• [SET PROBLEM]: Which lines in the records below contain the string "slab" with matching uppercase and lowercase letters? Copy out every one of them.
-- Begin RECORDS FOR THIS EXERCISE --
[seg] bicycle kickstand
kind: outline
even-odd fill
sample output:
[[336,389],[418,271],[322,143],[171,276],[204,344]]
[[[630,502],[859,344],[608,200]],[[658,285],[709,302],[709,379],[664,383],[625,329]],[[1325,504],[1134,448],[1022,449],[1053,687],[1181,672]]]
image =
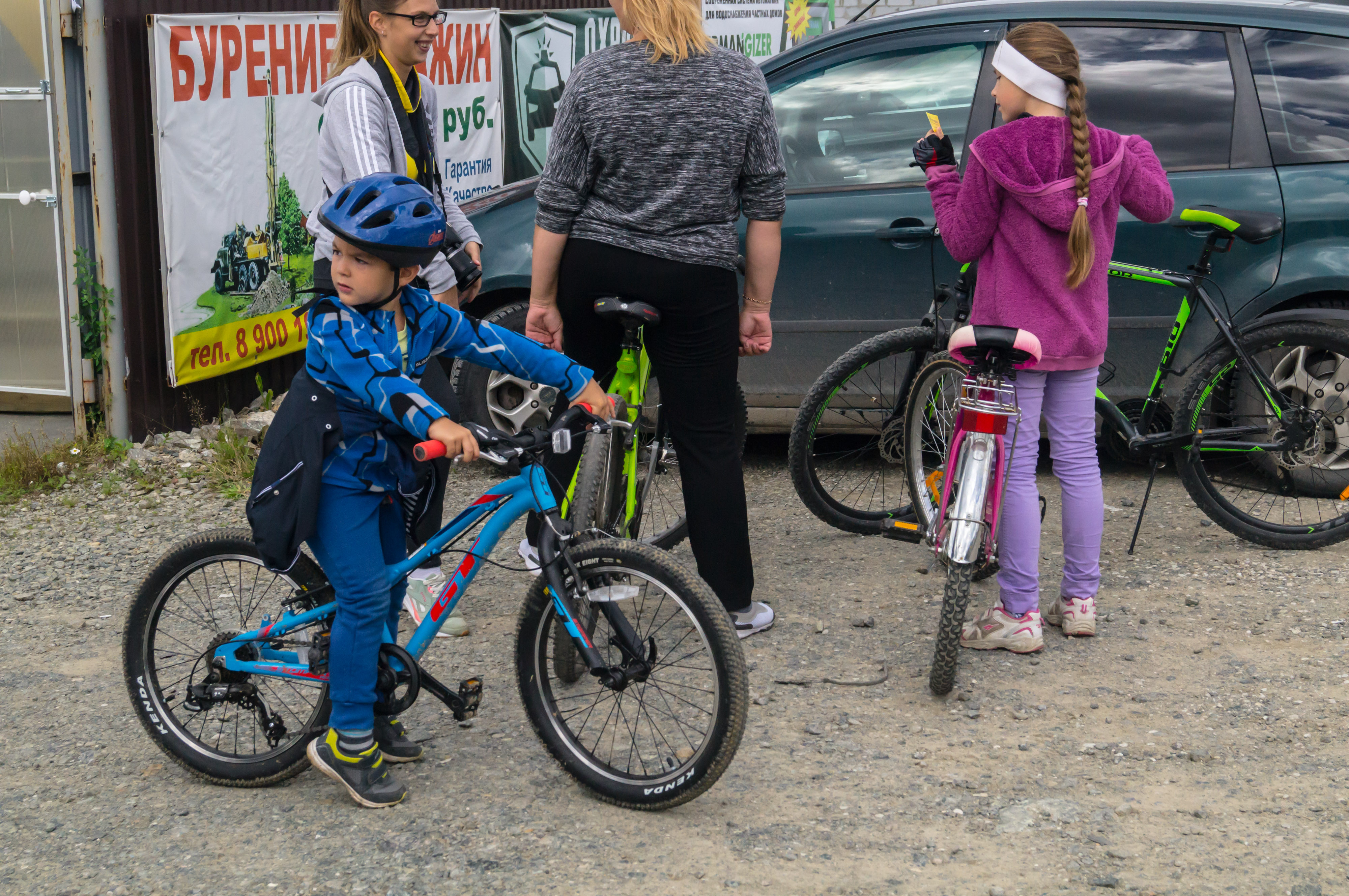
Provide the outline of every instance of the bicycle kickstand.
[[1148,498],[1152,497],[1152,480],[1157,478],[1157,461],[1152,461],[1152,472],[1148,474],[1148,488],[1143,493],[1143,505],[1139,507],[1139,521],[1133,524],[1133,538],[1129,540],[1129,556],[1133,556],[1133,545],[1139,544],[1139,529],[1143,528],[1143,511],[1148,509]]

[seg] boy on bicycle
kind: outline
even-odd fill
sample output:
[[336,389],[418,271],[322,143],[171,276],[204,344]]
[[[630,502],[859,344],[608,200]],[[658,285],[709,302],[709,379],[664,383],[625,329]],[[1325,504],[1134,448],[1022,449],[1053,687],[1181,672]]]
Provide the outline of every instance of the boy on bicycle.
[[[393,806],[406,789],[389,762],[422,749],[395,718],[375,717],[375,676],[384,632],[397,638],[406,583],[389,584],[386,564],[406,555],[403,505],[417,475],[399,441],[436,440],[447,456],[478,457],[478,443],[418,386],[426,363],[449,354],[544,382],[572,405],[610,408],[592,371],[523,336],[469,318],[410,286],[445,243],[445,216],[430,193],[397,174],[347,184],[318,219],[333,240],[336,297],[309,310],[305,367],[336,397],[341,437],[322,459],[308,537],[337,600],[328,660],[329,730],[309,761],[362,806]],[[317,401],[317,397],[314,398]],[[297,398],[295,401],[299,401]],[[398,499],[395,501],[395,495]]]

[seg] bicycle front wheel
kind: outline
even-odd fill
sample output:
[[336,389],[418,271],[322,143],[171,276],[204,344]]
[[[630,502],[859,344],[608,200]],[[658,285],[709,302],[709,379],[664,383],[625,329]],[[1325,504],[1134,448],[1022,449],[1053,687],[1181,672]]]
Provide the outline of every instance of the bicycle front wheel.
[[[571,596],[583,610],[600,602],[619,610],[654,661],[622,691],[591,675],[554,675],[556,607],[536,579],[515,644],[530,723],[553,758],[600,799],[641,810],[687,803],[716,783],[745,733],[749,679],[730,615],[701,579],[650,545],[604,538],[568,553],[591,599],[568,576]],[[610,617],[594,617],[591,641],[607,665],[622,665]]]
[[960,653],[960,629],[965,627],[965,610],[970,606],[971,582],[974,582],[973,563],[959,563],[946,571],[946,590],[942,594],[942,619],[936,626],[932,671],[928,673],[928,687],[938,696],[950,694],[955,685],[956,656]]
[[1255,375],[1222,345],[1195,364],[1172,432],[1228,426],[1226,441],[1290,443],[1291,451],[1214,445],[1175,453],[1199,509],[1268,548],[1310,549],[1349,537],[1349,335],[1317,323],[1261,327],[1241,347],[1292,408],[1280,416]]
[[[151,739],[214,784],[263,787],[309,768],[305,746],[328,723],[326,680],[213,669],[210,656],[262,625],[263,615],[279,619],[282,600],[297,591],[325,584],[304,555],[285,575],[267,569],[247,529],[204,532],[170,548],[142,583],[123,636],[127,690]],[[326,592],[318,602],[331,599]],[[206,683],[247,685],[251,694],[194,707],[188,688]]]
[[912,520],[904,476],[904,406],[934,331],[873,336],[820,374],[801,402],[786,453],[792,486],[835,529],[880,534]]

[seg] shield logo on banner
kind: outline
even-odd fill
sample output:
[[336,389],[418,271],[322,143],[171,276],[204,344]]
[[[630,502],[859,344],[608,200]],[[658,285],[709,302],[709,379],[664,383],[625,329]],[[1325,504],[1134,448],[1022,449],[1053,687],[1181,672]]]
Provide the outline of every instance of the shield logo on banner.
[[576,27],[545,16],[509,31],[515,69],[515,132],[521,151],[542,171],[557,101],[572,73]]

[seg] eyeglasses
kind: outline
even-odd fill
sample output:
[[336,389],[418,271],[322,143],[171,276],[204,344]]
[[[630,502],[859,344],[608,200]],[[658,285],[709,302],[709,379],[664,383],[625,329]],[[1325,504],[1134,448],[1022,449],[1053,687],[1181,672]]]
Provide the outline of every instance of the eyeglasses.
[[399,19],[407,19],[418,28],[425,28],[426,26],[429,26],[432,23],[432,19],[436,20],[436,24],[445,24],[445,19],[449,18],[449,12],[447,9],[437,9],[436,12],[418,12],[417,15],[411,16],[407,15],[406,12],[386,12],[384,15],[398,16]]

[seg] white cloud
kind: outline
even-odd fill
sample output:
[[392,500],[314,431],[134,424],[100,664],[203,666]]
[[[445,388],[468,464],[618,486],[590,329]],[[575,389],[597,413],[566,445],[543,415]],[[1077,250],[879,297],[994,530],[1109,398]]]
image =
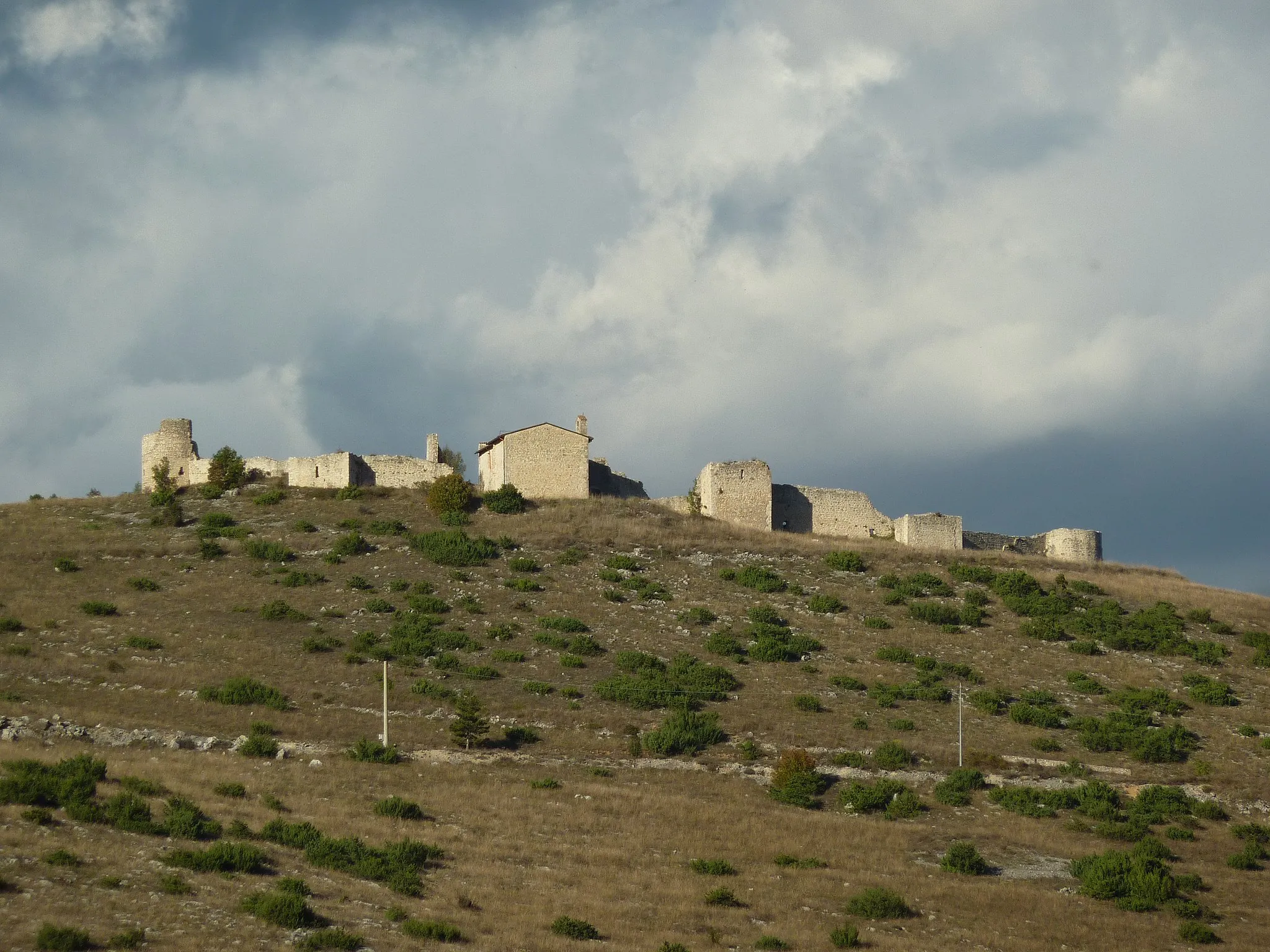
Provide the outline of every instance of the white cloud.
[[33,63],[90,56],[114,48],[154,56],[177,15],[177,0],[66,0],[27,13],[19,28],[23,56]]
-- End RECORDS FOR THIS EXERCISE --
-- Begin RECORDS FOR THIS EXERCISE --
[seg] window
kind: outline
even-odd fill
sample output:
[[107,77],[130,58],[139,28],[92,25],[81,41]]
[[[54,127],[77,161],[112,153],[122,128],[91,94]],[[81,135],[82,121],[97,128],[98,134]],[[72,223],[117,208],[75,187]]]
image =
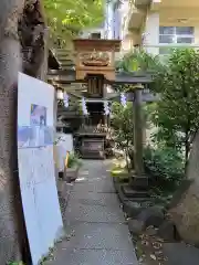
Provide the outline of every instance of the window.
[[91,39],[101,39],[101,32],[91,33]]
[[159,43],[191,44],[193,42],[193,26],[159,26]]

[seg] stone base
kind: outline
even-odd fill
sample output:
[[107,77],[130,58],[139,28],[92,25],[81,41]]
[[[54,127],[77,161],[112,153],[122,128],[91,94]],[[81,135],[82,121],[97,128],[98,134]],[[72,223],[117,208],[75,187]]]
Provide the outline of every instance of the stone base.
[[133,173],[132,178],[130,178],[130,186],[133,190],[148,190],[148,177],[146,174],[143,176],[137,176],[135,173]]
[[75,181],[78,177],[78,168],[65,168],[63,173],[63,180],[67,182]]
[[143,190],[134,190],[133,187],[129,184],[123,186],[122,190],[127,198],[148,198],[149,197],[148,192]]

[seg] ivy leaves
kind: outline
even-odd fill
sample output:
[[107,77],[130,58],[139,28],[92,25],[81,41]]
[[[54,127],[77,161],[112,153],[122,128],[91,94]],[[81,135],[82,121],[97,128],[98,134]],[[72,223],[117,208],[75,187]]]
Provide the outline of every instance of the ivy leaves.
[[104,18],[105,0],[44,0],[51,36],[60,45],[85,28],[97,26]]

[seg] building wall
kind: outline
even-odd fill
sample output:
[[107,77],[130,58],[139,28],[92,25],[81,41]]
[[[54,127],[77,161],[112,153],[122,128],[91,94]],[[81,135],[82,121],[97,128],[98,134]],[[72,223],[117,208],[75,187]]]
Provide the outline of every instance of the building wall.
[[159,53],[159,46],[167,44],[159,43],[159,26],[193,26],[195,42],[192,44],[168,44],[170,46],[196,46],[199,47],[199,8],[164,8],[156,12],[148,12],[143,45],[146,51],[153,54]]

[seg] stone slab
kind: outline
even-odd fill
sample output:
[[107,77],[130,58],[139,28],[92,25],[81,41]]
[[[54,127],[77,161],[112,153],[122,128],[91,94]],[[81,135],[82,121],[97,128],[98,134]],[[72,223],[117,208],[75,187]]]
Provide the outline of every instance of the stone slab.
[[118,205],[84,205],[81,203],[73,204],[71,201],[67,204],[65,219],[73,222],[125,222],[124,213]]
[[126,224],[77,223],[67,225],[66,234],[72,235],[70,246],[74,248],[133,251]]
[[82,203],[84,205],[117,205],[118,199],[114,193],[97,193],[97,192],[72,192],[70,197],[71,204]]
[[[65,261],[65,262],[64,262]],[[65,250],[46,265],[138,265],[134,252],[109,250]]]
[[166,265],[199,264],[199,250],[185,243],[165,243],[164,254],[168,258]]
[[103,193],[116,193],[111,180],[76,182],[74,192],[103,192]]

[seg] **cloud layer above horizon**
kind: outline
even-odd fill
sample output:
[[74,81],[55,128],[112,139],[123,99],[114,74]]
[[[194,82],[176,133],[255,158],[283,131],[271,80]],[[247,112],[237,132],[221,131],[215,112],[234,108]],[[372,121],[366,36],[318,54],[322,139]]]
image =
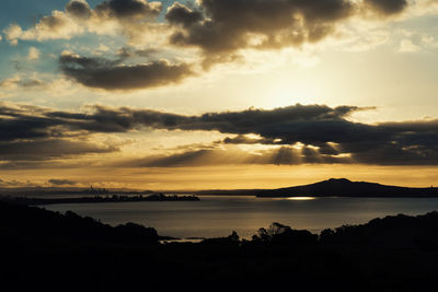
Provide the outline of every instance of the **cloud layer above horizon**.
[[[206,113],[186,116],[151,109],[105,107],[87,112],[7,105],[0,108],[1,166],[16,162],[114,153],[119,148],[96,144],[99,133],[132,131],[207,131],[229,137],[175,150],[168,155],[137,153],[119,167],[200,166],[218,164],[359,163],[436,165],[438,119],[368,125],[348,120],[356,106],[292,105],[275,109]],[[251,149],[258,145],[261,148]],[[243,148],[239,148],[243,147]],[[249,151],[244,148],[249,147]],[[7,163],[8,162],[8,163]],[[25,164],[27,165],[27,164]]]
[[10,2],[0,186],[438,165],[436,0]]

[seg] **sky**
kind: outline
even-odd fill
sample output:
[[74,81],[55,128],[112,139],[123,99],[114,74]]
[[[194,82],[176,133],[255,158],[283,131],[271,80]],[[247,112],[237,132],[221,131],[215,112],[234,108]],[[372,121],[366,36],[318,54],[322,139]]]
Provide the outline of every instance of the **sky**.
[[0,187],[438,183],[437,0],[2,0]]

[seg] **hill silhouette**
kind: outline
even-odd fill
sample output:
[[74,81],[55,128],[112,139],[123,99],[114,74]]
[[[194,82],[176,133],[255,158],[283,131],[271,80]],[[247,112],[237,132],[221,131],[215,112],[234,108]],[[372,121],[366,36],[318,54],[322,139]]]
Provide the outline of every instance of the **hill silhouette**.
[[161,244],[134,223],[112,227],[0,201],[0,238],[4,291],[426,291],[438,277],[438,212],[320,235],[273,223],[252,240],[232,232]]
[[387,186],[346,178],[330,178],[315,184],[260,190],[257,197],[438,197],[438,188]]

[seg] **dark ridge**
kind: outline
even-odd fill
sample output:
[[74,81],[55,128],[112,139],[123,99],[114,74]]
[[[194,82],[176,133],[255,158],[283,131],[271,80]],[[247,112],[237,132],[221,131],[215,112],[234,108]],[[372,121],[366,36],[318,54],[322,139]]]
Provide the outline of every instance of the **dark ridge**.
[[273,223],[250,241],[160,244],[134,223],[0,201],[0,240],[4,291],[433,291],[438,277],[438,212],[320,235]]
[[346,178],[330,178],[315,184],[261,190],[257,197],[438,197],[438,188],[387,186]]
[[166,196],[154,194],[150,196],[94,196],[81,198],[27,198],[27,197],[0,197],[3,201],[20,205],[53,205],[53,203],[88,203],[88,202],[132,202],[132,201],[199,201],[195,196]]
-- End RECORDS FOR THIS EXERCISE --
• [WRITTEN ANSWER]:
[seg] stone slab
Provide the outline of every instance of the stone slab.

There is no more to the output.